◆ STATED EXERCISE ◆
Return each line of the entries below word for word, omitting the pictures.

(Stored entries)
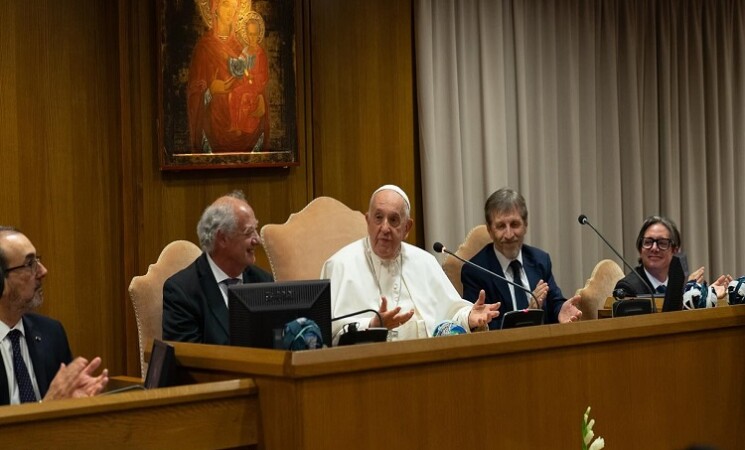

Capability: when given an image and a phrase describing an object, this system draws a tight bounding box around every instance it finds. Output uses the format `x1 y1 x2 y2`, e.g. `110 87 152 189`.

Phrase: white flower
585 429 595 445
589 437 605 450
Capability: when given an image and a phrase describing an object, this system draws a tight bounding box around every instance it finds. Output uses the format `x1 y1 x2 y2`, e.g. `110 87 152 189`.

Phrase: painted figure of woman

◆ THE ANSWER ◆
Capability: when given an image and a phrase describing an object, this system draws a tight bounding box around every instance it finds. Output uses the format `x1 y1 x2 y2`, e.g. `110 87 152 189`.

Phrase: white flower
585 429 595 445
589 437 605 450
Capability: when given an image and a phrase describing an object, this system draws a tight bounding box around every instance it finds. Output uses the format `x1 y1 x2 y2`, e.g. `110 87 152 189`.

Phrase: painted figure of woman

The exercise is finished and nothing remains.